▶ [WHAT IS NEEDED]: Please output the lines shown below exactly as they appear.

[Start RECORDS PROVIDED]

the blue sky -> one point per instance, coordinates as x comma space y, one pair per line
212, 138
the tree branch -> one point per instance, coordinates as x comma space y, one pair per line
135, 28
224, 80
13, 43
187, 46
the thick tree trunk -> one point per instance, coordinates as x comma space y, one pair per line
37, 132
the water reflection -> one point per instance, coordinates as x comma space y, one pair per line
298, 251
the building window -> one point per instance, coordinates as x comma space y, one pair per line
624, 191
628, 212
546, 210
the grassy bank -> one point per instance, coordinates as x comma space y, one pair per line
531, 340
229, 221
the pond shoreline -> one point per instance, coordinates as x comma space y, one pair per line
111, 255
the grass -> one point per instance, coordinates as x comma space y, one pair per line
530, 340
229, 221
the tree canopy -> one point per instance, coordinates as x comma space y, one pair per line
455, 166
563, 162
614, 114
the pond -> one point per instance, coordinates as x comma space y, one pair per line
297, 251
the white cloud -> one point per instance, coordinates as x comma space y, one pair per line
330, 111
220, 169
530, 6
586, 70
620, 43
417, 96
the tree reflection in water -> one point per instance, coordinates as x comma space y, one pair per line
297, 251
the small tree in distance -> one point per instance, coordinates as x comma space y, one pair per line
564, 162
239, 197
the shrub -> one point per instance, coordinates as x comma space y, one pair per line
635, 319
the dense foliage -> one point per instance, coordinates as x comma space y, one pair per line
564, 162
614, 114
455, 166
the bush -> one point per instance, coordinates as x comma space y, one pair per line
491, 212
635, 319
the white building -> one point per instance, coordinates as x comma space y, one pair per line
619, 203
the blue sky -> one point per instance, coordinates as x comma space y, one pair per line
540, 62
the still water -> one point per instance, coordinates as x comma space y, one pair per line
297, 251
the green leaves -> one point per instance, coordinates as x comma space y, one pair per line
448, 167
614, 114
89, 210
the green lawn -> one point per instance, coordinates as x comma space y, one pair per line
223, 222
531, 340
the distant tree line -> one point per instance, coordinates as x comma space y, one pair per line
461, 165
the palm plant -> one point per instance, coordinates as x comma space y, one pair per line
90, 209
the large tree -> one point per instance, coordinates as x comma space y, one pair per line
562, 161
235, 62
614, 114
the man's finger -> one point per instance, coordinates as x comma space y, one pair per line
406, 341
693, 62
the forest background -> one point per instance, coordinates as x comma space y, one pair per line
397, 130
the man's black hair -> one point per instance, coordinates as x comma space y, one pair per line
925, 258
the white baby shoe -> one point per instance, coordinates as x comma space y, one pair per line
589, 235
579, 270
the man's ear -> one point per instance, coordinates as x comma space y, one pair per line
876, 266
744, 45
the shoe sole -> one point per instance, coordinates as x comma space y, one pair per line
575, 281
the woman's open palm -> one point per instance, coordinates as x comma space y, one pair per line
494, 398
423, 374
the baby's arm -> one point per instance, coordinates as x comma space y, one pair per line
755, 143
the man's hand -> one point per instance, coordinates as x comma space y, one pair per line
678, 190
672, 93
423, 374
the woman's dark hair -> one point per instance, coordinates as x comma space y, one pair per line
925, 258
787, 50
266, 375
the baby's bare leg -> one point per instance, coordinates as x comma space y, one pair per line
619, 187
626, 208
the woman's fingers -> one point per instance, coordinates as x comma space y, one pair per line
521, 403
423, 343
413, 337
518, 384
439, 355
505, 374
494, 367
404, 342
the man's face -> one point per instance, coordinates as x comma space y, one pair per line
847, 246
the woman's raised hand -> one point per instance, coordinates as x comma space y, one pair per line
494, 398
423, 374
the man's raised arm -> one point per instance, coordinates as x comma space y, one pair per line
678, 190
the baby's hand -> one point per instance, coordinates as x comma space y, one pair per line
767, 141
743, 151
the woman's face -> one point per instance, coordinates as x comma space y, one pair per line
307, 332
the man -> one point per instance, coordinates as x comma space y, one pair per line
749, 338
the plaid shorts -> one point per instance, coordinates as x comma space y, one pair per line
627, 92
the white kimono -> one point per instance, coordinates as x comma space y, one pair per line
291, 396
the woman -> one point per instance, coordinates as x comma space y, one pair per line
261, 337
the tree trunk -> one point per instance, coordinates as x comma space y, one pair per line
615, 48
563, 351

[End RECORDS PROVIDED]

▶ [EXERCISE RESULT]:
the blue sky -> one point per instance, coordinates as x comma space y, one pair per line
212, 138
the tree branch -> one point per instance, coordinates as x comma space y, one pair per line
135, 28
224, 80
13, 43
187, 46
the thick tree trunk -> one point per instance, coordinates as x comma space y, one pair per line
37, 132
the water reflection -> one point per instance, coordinates as x comma space y, one pair per line
298, 251
the building window -> one point per instance, coordinates as x comma space y, one pair per line
624, 191
628, 212
546, 210
the grassy bank -> one point per instance, coordinates as x comma space y, one pair per line
531, 340
229, 221
the pond shoreline -> one point per instance, coordinates as x comma space y, one pair per line
111, 255
the grass -> one point per instance, coordinates as x comma space y, one pair per line
530, 340
229, 221
the tree canopy -> one point per instance, coordinates as x comma space y, one pair per line
455, 166
563, 162
614, 114
the pond -> one point per instance, coordinates as x comma space y, one pair per line
297, 251
the white cloud -> one point per instance, coordinates as x comma space y, one pair per line
330, 111
220, 169
530, 6
586, 70
620, 43
417, 96
the tree reflection in water -> one point per instance, coordinates as x comma space y, one pair per line
297, 251
the small tree in distance -> one point per instance, coordinates as x comma space y, one pair per line
564, 162
239, 197
the shrub -> one point per instance, coordinates as x comma space y, one pair per line
635, 319
the dense foliage -> one point per instance, coordinates as x comma space y, one pair per line
564, 162
614, 114
455, 166
the bush -> one point per instance, coordinates as x comma space y, one pair per line
491, 212
635, 319
the white building -> one point per instance, coordinates as x comma space y, one pair per line
619, 203
the blue sky -> one point per instance, coordinates as x comma space y, one pair per line
540, 62
the still water -> one point per instance, coordinates as x comma space y, one pair per line
297, 251
the green leaves -> one point per instance, coordinates as x comma space y, one pair per line
448, 167
614, 114
89, 210
the green lawn -> one point per instance, coordinates as x comma space y, one pair per line
223, 222
531, 340
the distant tree line -> one point per instance, coordinates as x comma space y, one pair per line
461, 165
the palm plant -> one point per instance, coordinates as x comma space y, one pair per line
90, 209
the large tree -> one point per instance, coordinates as x comma space y, one pair per line
562, 161
235, 62
614, 114
the man's finger -> one point per instance, coordinates as x comma space y, one pair per line
406, 341
693, 62
the forest background -> one point per instance, coordinates as x comma space y, one pair per line
397, 130
the man's black hair -> one point per instance, coordinates as x comma space y, one pair per line
925, 258
the white baby shoe -> one point per instance, coordinates as x comma space y, one pair per line
589, 235
579, 270
the man's ear -> one point per instance, coordinates as x comma space y, one pair per line
876, 266
744, 45
the shoe sole -> one point per instance, coordinates as x comma space y, one pair per line
575, 281
the woman's open palm -> one point per instance, coordinates as x comma space y, one pair per line
494, 398
423, 374
the baby's arm -> one point per instance, coordinates as x comma space y, one pair per line
755, 143
the man's hand -> one point per instance, coordinates as x comma space y, one pair per line
678, 190
672, 93
423, 374
the woman's dark hair -> one point per instance, coordinates as x comma space y, one pair per line
925, 258
787, 50
266, 375
the baby's bare leg -> one point per instance, coordinates as x comma space y, one pair per line
619, 187
626, 208
the woman's fingers -> one point per instance, coordinates as x comma space y, one pair per line
521, 403
423, 343
413, 337
518, 384
439, 355
505, 374
494, 367
404, 342
the man's face -> one point per instance, coordinates as x comma space y, one pair per line
847, 246
the woman's raised hand -> one point per instance, coordinates as x comma space y, one pair per line
494, 398
423, 374
the man's raised arm -> one point per instance, coordinates as x comma space y, one pair per line
678, 190
the baby's hand -> one point per instance, coordinates as x comma space y, one pair per line
767, 141
743, 151
the woman's face -> one point per instance, coordinates as x comma space y, one pair per line
307, 332
the man -> one point per instance, coordinates as x comma space y, one pair per line
749, 338
the plaid shorts -> one point per instance, coordinates as x comma space y, one pair per line
627, 92
the white kimono -> one point per instance, coordinates as x comma space y, one pair per line
291, 396
the woman -> one point per instance, coordinates as x comma space y, one pair per line
261, 337
the tree trunk -> one point per instance, coordinates as x comma space y, one pair per line
615, 48
563, 351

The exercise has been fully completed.